***** 読解文 *****

2024年2月受験に出題されそうな「ブラタモリ」
はじめに
中学受験に役立つテレビ番組といえば、なんといっても「ブラタモリ」です。
この番組は、地質や地形をまず取りあげ、それがどのように歴史を作ってきたか、そして土地の産業や、人々のくらしとどのように関係しているかを説明します。これは「社会科」の視点と同じです。「ブラタモリ」は、社会科の方法論で作られているのですね。当然番組を見ることで、社会科の知識や考え方が身についていくわけです。
これまでも、「ブラタモリ」と中学受験の関係は話題になってきました。例えば1月に放送された内容が2月の受験に偶然出たり、数年前の放送で示されていたことが、ほぼまるごと出たりなど。出題する先生にとっても、「ブラタモリ」は使いやすいのだと思います。ですからこの番組は、見ておいた方が受験で「圧倒的に」有利になると考えています。
ただ、「ブラタモリ」にも、受験で出やすそうな回と、そうでない回があります。ここでは、2022年と23年に放送された一覧と、出やすそうな回を紹介したいと思います。
なお、面白い、役に立ったと思った方は、投げ銭をお願いします。
(ちなみにタイトル画は、DALL-Eに描いてもらった「ブラタモリ」です)
1 2022年放送分
例年ブラタモリは、受験年度の前の年の内容が出題されることはあまりなく、前々年の内容が出題されることが多いです。2024年受験では、2022年に放送された内容が出題される可能性が高いわけです。
この年で見ておきたい回を順番に見てみましょう。
#197「竹富島」
沖縄の家の造りは、「瓦をしっくいで固める」「石垣や防風林がある」と教わりますが、沖縄本島南部では見る機会が少なくなってしまいました。ですが竹富島は、それが残っているのです。塾や学校で学んだことを、直接見ることができるのです。
#205「町田」
「町田って神奈川じゃないの?」といつもネタにされますが、実は昔は本当に神奈川でしたし、今でも神奈川との県境が変わったりしています。それは河川改修により、県境になっている「境川」の流れが変わるためです。これは以前女子校で出題されましたし、今後も出る可能性があります。
#209、210「能登、輪島」
2024年1月1日の能登半島地震で、この地域は大きな被害を受けました。被害を受ける前のこの地域の自然や産業を見ることができます。七輪、製塩、輪島塗などが取りあげられていましたね。
#213「石見銀山」

*****

取り組む課題
• a. 読解文によると、2024年受験で出題される可能性が高いのは、何年に放送された内容か。
• b. 読解文の「これは「社会科」の視点と同じです。」という一文を英語に訳してください。
• c. 読解文の「(ちなみにタイトル画は、DALL-Eに描いてもらった「ブラタモリ」です)」から「今後も出る可能性があります。」までを、「竹富島」を「石垣島」に置き換えて書き直すこと。

***** 与えられたデータ *****

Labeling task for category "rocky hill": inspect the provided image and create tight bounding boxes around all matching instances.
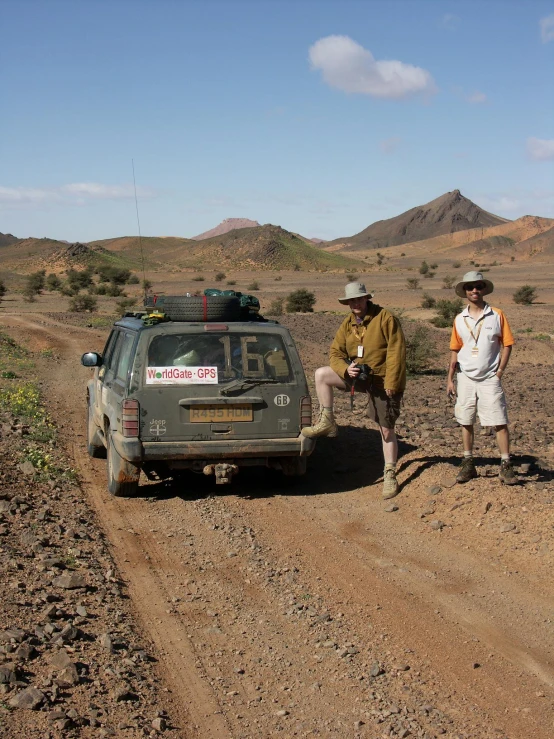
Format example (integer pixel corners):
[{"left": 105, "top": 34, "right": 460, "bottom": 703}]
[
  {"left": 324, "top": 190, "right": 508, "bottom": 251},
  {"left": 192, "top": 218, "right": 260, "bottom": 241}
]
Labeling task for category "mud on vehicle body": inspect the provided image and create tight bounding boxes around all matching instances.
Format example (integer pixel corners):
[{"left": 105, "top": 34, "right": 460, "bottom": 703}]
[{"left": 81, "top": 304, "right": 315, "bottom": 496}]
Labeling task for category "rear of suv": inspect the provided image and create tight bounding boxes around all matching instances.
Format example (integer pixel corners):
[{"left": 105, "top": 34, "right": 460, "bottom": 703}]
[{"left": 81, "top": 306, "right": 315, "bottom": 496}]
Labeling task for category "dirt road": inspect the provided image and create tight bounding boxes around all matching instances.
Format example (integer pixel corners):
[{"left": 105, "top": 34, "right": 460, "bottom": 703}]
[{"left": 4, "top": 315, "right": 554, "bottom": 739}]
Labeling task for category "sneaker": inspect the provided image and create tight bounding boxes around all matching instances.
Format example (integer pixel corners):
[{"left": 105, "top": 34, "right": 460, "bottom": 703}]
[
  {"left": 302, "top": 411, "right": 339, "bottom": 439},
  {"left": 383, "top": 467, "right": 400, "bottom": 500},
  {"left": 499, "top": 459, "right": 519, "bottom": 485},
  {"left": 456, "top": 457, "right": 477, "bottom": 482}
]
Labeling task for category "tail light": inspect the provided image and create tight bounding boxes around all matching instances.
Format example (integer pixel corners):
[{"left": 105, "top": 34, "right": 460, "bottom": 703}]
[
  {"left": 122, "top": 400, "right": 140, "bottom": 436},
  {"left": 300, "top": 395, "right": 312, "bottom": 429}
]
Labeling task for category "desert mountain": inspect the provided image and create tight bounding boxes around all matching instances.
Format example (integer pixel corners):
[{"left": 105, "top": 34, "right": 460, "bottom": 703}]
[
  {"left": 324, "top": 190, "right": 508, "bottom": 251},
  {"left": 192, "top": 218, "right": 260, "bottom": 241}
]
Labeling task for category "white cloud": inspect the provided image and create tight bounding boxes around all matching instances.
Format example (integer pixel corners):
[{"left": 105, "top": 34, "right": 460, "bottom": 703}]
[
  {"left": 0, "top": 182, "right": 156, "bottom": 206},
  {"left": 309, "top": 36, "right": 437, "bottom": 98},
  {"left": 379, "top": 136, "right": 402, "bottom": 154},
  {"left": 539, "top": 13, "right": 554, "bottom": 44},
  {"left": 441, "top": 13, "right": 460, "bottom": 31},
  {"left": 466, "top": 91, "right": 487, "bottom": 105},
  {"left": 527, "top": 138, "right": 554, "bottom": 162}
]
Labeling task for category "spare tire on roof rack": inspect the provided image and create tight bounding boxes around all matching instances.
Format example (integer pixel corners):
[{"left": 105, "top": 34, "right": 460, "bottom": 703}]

*****

解答一覧
• a. 2022年に放送された内容。

• b. This is the same as the perspective of "social studies."

• c.
(ちなみにタイトル画は、DALL-Eに描いてもらった「ブラタモリ」です)
1 2022年放送分
例年ブラタモリは、受験年度の前の年の内容が出題されることはあまりなく、前々年の内容が出題されることが多いです。2024年受験では、2022年に放送された内容が出題される可能性が高いわけです。
この年で見ておきたい回を順番に見てみましょう。
#197「石垣島」
沖縄の家の造りは、「瓦をしっくいで固める」「石垣や防風林がある」と教わりますが、沖縄本島南部では見る機会が少なくなってしまいました。ですが石垣島は、それが残っているのです。塾や学校で学んだことを、直接見ることができるのです。
#205「町田」
「町田って神奈川じゃないの?」といつもネタにされますが、実は昔は本当に神奈川でしたし、今でも神奈川との県境が変わったりしています。それは河川改修により、県境になっている「境川」の流れが変わるためです。これは以前女子校で出題されましたし、今後も出る可能性があります。